磁浮球系统辨识与IMC-PID参数整定方法研究

冯悦昕1，张鹏辉2，邹晋彬2，邓自刚*2

作者信息 +

System identification and IMC-PID parameter tuning method for a maglev ball system

FENG Yuexin1，ZHANG Penghui2，ZOU Jinbin2，DENG Zigang*2

Author information +

文章历史 +

摘要

磁浮球作为典型的电磁悬浮系统，需要准确的理论模型以进行精密控制，因此提出一种基于修正电磁力公式的系统辨识方法及 IMC-PID 控制器，有效提高理论模型的精确度与参数整定的效率。首先，分析了电磁力公式的推导过程，建立了电磁仿真模型，对电磁力–悬浮间隙、偏置电流公式进行了修正。其次，通过采集实际电流对正弦目标信号的响应，确定了在相同电磁力下偏置电流与悬浮间隙之间的关系。使用不同质量的钢球进行上述步骤，即可得到不同电磁力下悬浮间隙与偏置电流对应关系。采用修正后的公式进行拟合，得到磁浮球实物的参数具体值。结合动力学方程，并定义平衡点处的悬浮间隙与偏置电流为位移和控制电流，推导出磁浮球系统的位移、电流刚度及精确传递函数。最后，基于内模控制理论设计 IMC-PID 控制器，通过单个参数计算出 PID 全部参数，并进行了控制仿真与实验验证。实验结果表明，系统辨识得到的理论模型与实物系统的响应高度吻合，验证了系统辨识结果的准确性，IMC-PID 控制器也大大提高了参数整定效率。

* [所给资料]:
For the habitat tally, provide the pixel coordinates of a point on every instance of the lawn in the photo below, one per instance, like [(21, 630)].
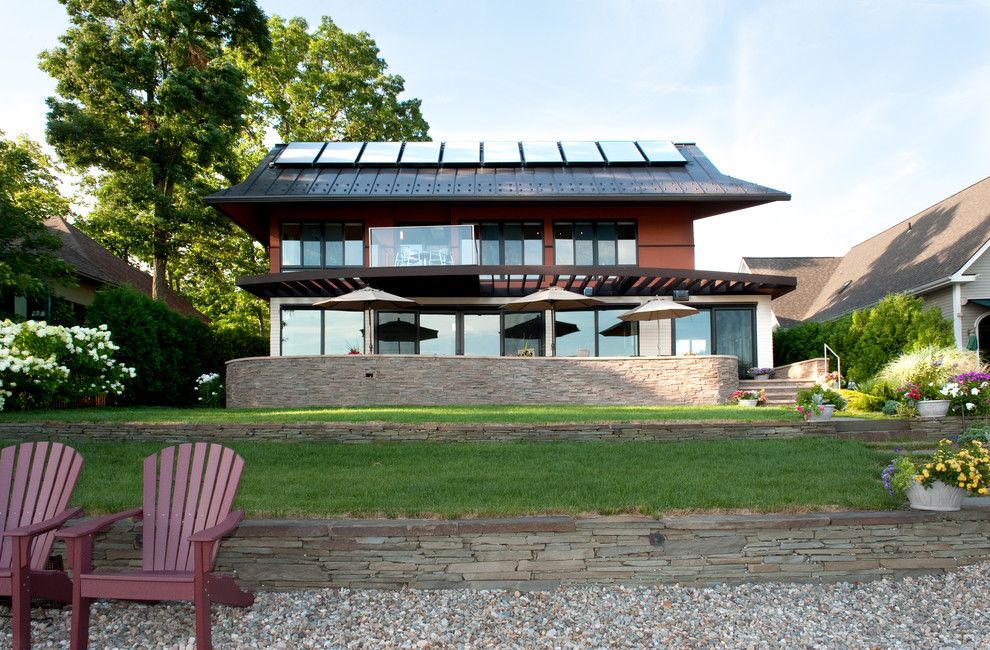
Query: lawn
[(502, 414), (485, 479)]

* [练习目标]:
在这篇关于磁浮球的文段中，IMC-PID 控制器是依据什么理论设计的？ 清单是独立的资料，与上面的文段无关。

* [书面解答]:
依据内模控制理论设计。